■ **WORK TO COMPLETE**
Repeat each line exactly as it is written.

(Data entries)
┄┄┄┄┄┄┄┄┄┄

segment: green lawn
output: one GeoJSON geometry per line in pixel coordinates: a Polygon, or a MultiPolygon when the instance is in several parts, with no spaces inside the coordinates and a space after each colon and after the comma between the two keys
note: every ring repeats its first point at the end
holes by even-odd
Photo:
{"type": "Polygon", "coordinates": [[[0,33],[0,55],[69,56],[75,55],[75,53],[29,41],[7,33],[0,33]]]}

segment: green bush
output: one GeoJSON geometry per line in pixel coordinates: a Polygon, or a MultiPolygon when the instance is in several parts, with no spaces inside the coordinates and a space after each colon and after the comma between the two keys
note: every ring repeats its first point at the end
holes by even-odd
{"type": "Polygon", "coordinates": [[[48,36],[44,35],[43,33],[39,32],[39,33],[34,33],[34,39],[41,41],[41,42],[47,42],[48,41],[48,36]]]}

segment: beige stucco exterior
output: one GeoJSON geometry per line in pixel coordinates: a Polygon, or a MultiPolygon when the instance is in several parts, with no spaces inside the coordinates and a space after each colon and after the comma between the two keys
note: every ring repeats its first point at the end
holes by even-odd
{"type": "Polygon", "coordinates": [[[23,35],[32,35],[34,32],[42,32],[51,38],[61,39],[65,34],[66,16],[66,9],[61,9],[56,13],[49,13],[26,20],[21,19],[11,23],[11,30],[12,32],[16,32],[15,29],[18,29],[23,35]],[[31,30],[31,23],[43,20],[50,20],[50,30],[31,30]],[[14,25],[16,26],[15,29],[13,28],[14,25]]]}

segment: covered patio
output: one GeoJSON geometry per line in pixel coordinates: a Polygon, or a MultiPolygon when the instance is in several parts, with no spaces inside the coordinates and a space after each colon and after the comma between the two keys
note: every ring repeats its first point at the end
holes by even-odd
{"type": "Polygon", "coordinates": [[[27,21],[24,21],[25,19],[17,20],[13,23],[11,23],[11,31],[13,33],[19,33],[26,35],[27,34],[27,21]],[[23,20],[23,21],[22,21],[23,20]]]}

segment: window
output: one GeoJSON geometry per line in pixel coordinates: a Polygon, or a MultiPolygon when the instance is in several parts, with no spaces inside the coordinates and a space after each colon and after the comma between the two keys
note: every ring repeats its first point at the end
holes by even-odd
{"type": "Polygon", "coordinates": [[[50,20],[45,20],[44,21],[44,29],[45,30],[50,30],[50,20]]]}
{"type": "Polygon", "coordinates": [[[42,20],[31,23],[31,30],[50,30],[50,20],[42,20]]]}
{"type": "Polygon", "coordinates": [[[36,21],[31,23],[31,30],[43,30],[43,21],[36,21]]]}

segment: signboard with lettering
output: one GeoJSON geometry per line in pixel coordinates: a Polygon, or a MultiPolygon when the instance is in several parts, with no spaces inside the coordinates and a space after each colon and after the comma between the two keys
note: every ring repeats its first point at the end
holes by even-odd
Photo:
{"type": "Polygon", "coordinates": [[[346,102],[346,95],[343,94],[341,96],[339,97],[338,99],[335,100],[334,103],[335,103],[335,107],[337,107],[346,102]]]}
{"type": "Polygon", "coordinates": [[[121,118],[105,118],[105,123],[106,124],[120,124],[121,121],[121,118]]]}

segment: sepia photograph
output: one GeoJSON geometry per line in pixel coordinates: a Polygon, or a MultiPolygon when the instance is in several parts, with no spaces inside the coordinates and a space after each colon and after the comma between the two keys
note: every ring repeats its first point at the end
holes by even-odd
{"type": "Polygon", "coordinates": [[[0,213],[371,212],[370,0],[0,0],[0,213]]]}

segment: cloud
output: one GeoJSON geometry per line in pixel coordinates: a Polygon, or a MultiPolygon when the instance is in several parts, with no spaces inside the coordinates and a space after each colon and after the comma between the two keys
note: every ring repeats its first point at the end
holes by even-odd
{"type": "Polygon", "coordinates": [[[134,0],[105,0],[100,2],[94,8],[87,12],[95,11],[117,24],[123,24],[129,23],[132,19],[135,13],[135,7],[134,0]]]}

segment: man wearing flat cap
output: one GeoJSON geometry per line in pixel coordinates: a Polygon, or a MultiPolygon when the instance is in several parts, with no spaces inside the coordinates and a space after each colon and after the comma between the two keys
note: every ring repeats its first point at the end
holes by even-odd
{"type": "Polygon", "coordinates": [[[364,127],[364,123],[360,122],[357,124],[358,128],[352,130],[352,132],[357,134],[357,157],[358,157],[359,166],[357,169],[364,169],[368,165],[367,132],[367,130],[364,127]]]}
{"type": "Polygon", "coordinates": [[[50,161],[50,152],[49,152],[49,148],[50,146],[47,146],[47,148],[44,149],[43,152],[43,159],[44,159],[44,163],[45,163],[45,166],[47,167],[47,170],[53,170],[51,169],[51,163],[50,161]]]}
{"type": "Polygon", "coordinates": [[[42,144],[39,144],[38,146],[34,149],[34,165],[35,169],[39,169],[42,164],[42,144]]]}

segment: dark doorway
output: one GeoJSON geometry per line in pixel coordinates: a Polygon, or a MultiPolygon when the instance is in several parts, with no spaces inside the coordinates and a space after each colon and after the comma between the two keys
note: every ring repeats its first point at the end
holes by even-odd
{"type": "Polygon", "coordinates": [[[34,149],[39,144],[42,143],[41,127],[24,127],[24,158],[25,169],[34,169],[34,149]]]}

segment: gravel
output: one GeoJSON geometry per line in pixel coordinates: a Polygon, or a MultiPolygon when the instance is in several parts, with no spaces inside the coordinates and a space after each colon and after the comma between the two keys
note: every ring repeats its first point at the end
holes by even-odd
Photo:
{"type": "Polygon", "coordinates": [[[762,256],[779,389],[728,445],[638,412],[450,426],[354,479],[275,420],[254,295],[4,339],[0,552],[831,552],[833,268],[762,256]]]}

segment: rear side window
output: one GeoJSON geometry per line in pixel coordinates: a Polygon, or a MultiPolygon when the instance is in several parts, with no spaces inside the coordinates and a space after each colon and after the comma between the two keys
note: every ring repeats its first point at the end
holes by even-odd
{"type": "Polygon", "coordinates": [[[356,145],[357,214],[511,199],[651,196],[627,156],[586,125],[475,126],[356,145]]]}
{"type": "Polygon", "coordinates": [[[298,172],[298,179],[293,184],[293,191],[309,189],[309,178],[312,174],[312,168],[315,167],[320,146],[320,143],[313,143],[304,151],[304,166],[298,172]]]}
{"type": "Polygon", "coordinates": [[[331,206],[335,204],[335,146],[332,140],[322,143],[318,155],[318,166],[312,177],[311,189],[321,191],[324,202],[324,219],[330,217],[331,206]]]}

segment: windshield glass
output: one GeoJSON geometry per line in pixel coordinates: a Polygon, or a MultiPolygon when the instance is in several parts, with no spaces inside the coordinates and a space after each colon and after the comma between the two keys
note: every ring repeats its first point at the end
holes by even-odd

┄┄┄┄┄┄┄┄┄┄

■ **IN RESPONSE**
segment: green lawn
output: one GeoJSON geometry per line in pixel coordinates: a Polygon, or a MultiPolygon when the instance is in several parts, with no spaces inside the coordinates and a space after each colon and after the comma between the two keys
note: every ring repeats its first point at the end
holes by even-odd
Photo:
{"type": "Polygon", "coordinates": [[[0,33],[0,55],[69,56],[75,55],[75,53],[29,41],[7,33],[0,33]]]}

segment: green bush
output: one GeoJSON geometry per line in pixel coordinates: a Polygon, or a MultiPolygon when the instance is in several parts, with no spaces inside the coordinates and a space after each colon and after the comma between the two keys
note: every ring repeats its first point at the end
holes by even-odd
{"type": "Polygon", "coordinates": [[[48,36],[44,35],[43,33],[39,32],[39,33],[34,33],[34,39],[41,41],[41,42],[47,42],[48,41],[48,36]]]}

segment: beige stucco exterior
output: one GeoJSON geometry per line in pixel coordinates: a Polygon, or a MultiPolygon when the instance is in several parts, with no spaces inside the coordinates and a space after each colon and after the comma between the two keys
note: every ring repeats its first point at the end
holes by even-odd
{"type": "Polygon", "coordinates": [[[23,35],[32,35],[34,32],[42,32],[51,38],[61,39],[65,34],[66,16],[66,9],[61,9],[56,13],[49,13],[26,20],[21,19],[11,23],[11,30],[12,32],[16,32],[15,29],[18,29],[23,35]],[[31,30],[31,23],[43,20],[50,20],[50,30],[31,30]],[[14,25],[16,26],[15,29],[13,28],[14,25]]]}

segment: covered patio
output: one GeoJSON geometry per line in pixel coordinates: a Polygon, or a MultiPolygon when the instance is in several parts, with no spaces inside the coordinates and a space after each colon and after the comma between the two keys
note: every ring repeats its first point at the end
holes by even-odd
{"type": "Polygon", "coordinates": [[[27,21],[24,21],[25,19],[17,20],[13,23],[11,23],[11,31],[13,33],[19,33],[26,35],[27,34],[27,21]],[[23,20],[23,21],[22,21],[23,20]]]}

segment: window
output: one GeoJSON geometry per line in pixel coordinates: a Polygon, or a MultiPolygon when the instance is in several parts, with no spaces inside the coordinates and a space after each colon and after the comma between the two keys
note: every ring repeats its first point at the end
holes by even-odd
{"type": "Polygon", "coordinates": [[[50,20],[45,20],[44,21],[44,29],[45,30],[50,30],[50,20]]]}
{"type": "Polygon", "coordinates": [[[42,20],[31,23],[31,30],[50,30],[50,20],[42,20]]]}
{"type": "Polygon", "coordinates": [[[36,21],[31,23],[31,30],[43,30],[43,21],[36,21]]]}

segment: signboard with lettering
output: one GeoJSON geometry per line in pixel coordinates: a Polygon, or a MultiPolygon when the instance is in several parts, with no spaces inside the coordinates and a space after each colon and after the comma between the two keys
note: every ring repeats its first point at the end
holes by even-odd
Photo:
{"type": "Polygon", "coordinates": [[[346,102],[346,95],[343,94],[341,96],[339,97],[338,99],[335,100],[334,103],[335,103],[335,107],[337,107],[346,102]]]}
{"type": "Polygon", "coordinates": [[[121,118],[105,118],[105,123],[106,124],[120,124],[121,121],[121,118]]]}

segment: sepia photograph
output: one GeoJSON geometry per line in pixel coordinates: a Polygon, or a MultiPolygon when the instance is in several parts, with no spaces inside the coordinates and a space after each colon and after the comma between the two keys
note: every ring repeats its first point at the end
holes by even-odd
{"type": "Polygon", "coordinates": [[[0,213],[371,212],[370,0],[0,0],[0,213]]]}

segment: cloud
output: one GeoJSON geometry per line in pixel coordinates: a Polygon, or a MultiPolygon when the instance is in several parts, with no spaces inside the coordinates and a space after each colon and after the comma between the two keys
note: every ring repeats its first point at the end
holes by even-odd
{"type": "Polygon", "coordinates": [[[134,0],[105,0],[100,2],[94,8],[87,12],[95,11],[117,24],[123,24],[129,23],[132,19],[135,13],[135,7],[134,0]]]}

segment: man wearing flat cap
output: one GeoJSON geometry per line in pixel coordinates: a Polygon, or a MultiPolygon when the instance is in several parts, with no spaces inside the coordinates and a space after each colon and after the comma between the two keys
note: every ring repeats its first point at the end
holes by even-odd
{"type": "Polygon", "coordinates": [[[364,127],[364,123],[360,122],[357,124],[358,128],[352,130],[352,132],[357,134],[357,157],[358,157],[359,166],[357,169],[364,169],[368,165],[367,132],[367,130],[364,127]]]}
{"type": "Polygon", "coordinates": [[[50,161],[50,152],[49,152],[49,148],[50,146],[47,146],[47,148],[44,149],[43,152],[43,159],[44,159],[44,163],[45,163],[45,166],[47,167],[47,170],[53,170],[51,169],[51,163],[50,161]]]}
{"type": "Polygon", "coordinates": [[[42,144],[39,144],[38,146],[34,149],[34,165],[35,169],[39,169],[42,164],[42,144]]]}

segment: dark doorway
output: one GeoJSON geometry per line in pixel coordinates: a Polygon, or a MultiPolygon when the instance is in several parts, with no spaces inside the coordinates and a space after each colon and after the comma between the two keys
note: every ring repeats its first point at the end
holes by even-odd
{"type": "Polygon", "coordinates": [[[34,149],[39,144],[42,143],[41,127],[24,127],[24,158],[25,169],[34,169],[34,149]]]}

segment: gravel
output: one GeoJSON geometry per line in pixel coordinates: a Polygon, or a MultiPolygon when the instance is in several parts, with no spaces inside the coordinates and a space after each colon and after the comma between the two keys
note: every ring repeats its first point at the end
holes by even-odd
Photo:
{"type": "Polygon", "coordinates": [[[762,256],[779,389],[728,445],[638,412],[450,426],[354,479],[275,420],[254,295],[4,339],[0,552],[831,552],[833,268],[762,256]]]}

segment: rear side window
output: one GeoJSON geometry per line in pixel coordinates: a Polygon, or a MultiPolygon when the instance is in several parts, with no spaces inside the coordinates and a space after each colon and after the comma between the two keys
note: every ring repeats its first point at the end
holes by even-odd
{"type": "Polygon", "coordinates": [[[356,145],[357,214],[511,199],[651,196],[627,156],[586,125],[475,126],[356,145]]]}
{"type": "Polygon", "coordinates": [[[298,172],[298,179],[293,184],[293,191],[309,189],[309,178],[312,174],[312,168],[315,167],[320,146],[320,143],[313,143],[304,151],[304,166],[298,172]]]}
{"type": "Polygon", "coordinates": [[[331,206],[335,204],[335,146],[332,140],[322,143],[318,155],[318,166],[312,177],[311,189],[321,191],[324,202],[324,219],[330,217],[331,206]]]}

segment: windshield glass
output: one GeoJSON geometry per line in pixel coordinates: a Polygon, or a MultiPolygon when the instance is in several parts, with no spaces inside the coordinates and a space after each colon and after the comma between the two keys
note: every ring repeats its first point at the end
holes by even-odd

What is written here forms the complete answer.